(Quoted passage)
Wednesday, 20 February 2008

Over My Shoulder

Monday 11 February

Well, I’m not, as it happens. Over my frozen shoulder, that is. However, after five months of waiting I get to see a physio who turns out to be absolutely marvellous. So marvellous, in fact, that she picks up another ailment that worries her more than the shoulder. I had assumed that the pins and needles in the little finger of my left hand were a side effect of the shoulder but, no, it seems I have a trapped nerve in my elbow. The physio is concerned because I don’t notice when she jabs her brooch into my finger (nice!). There is a possibility, she suggests, that I could lean on a hot hob and set myself on fire. Not in our house, I think, where Tom does all the cooking, nevertheless I make I mental note to stay away from all ovens.

Friday 15 February

I take life a day at a time and try to get the most of the time I’ve got. I’ve seen enough now to know that the most unexpected things can rise up to bite you and, sometimes, tomorrow doesn’t come. However some forward planning is now required as I’ve just entered the Cardiff half-marathon. Yikes! Actually there’s nothing like the emotion of a race to make you feel alive; the sheer terror just before the race kicks off is only matched by the joy and exhilaration of crossing the finishing line.

(Information supplied)

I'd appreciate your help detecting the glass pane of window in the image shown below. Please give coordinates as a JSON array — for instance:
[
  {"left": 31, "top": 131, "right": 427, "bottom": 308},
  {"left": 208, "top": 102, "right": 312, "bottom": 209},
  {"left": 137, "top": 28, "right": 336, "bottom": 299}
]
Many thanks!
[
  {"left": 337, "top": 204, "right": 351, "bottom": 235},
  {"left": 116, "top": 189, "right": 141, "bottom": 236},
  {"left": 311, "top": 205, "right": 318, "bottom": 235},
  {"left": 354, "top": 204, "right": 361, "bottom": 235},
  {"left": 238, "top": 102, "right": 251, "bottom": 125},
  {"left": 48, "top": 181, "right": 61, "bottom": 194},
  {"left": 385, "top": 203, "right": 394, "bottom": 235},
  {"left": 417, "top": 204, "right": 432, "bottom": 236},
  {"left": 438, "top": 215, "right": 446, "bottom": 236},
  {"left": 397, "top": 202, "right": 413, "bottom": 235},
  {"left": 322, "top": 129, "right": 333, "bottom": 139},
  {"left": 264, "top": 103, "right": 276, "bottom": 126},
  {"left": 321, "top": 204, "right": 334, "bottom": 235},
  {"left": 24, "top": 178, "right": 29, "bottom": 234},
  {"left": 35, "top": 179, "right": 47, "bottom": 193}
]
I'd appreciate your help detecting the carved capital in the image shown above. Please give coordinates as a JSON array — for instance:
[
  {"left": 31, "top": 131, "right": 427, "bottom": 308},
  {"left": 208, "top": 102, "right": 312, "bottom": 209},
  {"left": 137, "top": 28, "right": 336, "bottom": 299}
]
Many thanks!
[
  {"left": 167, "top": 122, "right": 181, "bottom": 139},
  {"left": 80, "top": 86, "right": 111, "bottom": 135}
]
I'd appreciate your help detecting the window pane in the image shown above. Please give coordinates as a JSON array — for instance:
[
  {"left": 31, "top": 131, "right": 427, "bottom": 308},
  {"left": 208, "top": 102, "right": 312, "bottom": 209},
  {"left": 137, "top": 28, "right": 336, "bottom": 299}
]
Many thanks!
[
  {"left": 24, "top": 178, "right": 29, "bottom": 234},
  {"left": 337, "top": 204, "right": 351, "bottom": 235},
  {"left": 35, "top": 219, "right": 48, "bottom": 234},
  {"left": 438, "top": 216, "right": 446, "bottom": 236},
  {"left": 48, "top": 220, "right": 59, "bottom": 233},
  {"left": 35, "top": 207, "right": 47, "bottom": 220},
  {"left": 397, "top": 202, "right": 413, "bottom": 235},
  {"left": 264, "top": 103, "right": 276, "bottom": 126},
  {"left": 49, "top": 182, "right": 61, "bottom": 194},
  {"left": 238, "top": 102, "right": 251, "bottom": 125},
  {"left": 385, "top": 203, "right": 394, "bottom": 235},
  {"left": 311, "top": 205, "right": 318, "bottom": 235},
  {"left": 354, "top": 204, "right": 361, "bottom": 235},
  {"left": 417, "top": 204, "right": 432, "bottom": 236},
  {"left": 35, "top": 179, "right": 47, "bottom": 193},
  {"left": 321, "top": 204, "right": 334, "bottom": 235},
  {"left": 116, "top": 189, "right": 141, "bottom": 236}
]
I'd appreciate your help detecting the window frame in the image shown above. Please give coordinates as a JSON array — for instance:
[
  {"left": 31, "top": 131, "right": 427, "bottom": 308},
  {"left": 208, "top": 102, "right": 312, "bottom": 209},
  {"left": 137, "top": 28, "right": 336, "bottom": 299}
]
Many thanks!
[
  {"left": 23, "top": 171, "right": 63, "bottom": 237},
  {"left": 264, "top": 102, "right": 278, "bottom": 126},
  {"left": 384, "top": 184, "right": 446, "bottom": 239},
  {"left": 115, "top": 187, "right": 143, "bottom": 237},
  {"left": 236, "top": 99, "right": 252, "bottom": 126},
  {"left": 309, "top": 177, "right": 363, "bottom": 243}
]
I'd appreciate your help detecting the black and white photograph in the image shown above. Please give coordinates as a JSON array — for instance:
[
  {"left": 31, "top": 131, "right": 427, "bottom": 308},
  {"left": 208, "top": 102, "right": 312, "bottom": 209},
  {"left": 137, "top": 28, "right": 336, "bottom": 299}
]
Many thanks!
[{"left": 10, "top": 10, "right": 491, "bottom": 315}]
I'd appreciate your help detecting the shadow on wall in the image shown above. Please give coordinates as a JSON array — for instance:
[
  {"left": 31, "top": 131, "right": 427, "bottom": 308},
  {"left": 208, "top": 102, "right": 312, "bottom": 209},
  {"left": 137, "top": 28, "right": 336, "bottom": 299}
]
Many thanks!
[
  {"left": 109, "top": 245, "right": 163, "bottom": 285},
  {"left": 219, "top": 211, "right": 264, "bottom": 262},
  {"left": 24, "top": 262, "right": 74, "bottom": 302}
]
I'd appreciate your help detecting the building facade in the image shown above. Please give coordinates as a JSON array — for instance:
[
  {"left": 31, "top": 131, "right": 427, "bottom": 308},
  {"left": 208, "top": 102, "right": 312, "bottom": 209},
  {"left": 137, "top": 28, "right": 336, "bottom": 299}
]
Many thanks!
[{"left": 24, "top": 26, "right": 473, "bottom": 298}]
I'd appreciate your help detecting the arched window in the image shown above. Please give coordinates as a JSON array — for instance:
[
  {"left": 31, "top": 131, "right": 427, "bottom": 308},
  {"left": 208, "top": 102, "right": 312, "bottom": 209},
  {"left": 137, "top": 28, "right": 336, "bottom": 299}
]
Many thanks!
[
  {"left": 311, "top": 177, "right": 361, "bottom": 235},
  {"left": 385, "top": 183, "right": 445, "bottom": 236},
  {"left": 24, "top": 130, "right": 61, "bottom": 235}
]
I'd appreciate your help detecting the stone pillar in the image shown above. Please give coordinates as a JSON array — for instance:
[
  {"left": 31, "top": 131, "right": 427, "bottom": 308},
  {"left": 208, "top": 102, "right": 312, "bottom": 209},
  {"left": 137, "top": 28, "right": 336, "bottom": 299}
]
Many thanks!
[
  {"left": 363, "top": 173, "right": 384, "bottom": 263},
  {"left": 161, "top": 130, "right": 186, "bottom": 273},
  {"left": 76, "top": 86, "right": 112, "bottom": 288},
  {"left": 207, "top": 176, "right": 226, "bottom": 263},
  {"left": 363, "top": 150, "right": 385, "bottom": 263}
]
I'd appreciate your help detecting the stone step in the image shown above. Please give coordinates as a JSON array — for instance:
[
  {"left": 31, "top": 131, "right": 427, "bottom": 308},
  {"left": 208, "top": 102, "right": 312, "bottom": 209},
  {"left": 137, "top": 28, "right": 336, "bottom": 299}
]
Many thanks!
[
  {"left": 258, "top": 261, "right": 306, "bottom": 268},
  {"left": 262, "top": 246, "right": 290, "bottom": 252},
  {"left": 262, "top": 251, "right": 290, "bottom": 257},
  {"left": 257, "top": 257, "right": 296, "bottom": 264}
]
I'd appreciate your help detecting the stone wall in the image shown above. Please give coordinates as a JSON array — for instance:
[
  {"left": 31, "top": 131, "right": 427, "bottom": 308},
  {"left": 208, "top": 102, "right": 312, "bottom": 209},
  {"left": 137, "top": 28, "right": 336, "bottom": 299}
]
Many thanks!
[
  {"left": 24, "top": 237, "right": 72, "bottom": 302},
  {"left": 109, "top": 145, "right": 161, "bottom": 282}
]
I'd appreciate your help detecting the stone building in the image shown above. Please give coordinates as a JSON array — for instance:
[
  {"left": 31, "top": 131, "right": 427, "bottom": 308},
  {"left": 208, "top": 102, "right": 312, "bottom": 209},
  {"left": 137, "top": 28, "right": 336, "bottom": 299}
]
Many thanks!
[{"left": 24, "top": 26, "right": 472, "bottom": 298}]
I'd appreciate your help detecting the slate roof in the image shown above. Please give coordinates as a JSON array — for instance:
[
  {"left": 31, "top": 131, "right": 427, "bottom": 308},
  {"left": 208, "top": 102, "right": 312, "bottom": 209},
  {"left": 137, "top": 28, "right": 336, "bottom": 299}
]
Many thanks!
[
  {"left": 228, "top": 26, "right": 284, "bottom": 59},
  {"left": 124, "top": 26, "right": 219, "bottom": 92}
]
* * *
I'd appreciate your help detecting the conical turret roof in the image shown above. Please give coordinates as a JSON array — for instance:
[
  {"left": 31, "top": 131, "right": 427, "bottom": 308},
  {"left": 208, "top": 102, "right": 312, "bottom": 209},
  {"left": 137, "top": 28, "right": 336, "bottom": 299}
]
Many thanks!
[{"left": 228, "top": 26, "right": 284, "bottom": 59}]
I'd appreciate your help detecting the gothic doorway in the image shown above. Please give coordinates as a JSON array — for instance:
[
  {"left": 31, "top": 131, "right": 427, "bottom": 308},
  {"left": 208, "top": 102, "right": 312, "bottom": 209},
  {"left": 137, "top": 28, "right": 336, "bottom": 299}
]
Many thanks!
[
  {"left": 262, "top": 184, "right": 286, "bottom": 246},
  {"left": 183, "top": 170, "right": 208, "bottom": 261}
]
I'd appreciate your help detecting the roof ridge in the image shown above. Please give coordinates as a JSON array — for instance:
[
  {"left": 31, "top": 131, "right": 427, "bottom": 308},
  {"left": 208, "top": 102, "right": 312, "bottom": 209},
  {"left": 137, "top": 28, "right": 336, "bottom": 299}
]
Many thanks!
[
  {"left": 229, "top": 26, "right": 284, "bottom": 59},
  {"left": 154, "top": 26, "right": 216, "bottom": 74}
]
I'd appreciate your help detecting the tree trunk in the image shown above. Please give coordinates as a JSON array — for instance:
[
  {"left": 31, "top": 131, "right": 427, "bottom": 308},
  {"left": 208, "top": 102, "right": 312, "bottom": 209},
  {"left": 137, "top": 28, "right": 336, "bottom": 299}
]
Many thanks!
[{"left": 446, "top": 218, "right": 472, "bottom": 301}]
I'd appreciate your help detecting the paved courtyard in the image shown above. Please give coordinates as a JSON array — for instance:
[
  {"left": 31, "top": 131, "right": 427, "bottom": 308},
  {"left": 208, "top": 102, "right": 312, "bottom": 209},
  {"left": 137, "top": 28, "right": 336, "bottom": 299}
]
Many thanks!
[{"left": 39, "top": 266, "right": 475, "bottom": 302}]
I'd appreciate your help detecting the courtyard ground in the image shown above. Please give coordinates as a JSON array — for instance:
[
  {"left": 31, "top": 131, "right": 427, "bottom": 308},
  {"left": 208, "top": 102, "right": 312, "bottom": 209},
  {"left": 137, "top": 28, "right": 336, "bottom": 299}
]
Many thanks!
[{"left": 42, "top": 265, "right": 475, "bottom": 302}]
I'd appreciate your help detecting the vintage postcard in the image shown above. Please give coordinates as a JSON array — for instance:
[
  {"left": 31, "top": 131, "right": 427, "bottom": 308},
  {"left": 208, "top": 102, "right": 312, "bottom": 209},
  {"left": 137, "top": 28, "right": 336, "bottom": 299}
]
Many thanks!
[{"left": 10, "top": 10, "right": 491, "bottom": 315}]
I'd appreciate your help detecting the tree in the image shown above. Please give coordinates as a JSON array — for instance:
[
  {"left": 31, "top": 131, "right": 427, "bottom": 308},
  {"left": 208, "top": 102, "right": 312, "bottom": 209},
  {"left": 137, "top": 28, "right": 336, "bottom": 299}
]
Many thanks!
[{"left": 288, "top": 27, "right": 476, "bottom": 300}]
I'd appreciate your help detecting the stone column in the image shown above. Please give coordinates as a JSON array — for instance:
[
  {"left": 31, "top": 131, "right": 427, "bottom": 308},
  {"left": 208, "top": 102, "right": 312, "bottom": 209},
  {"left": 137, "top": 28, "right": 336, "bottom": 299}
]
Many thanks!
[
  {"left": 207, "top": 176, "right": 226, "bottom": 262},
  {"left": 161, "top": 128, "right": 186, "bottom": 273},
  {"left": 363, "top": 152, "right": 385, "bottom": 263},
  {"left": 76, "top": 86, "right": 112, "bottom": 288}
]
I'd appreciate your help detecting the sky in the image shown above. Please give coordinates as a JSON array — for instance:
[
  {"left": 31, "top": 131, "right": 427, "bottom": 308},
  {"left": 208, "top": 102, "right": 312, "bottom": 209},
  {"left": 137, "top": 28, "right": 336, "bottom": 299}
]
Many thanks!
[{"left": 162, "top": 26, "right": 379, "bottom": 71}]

(Aim)
Write out the diary entry titled "Over My Shoulder" from above in full, word for word.

(Expected output)
Wednesday, 20 February 2008

Over My Shoulder

Monday 11 February

Well, I’m not, as it happens. Over my frozen shoulder, that is. However, after five months of waiting I get to see a physio who turns out to be absolutely marvellous. So marvellous, in fact, that she picks up another ailment that worries her more than the shoulder. I had assumed that the pins and needles in the little finger of my left hand were a side effect of the shoulder but, no, it seems I have a trapped nerve in my elbow. The physio is concerned because I don’t notice when she jabs her brooch into my finger (nice!). There is a possibility, she suggests, that I could lean on a hot hob and set myself on fire. Not in our house, I think, where Tom does all the cooking, nevertheless I make I mental note to stay away from all ovens.

Friday 15 February

I take life a day at a time and try to get the most of the time I’ve got. I’ve seen enough now to know that the most unexpected things can rise up to bite you and, sometimes, tomorrow doesn’t come. However some forward planning is now required as I’ve just entered the Cardiff half-marathon. Yikes! Actually there’s nothing like the emotion of a race to make you feel alive; the sheer terror just before the race kicks off is only matched by the joy and exhilaration of crossing the finishing line.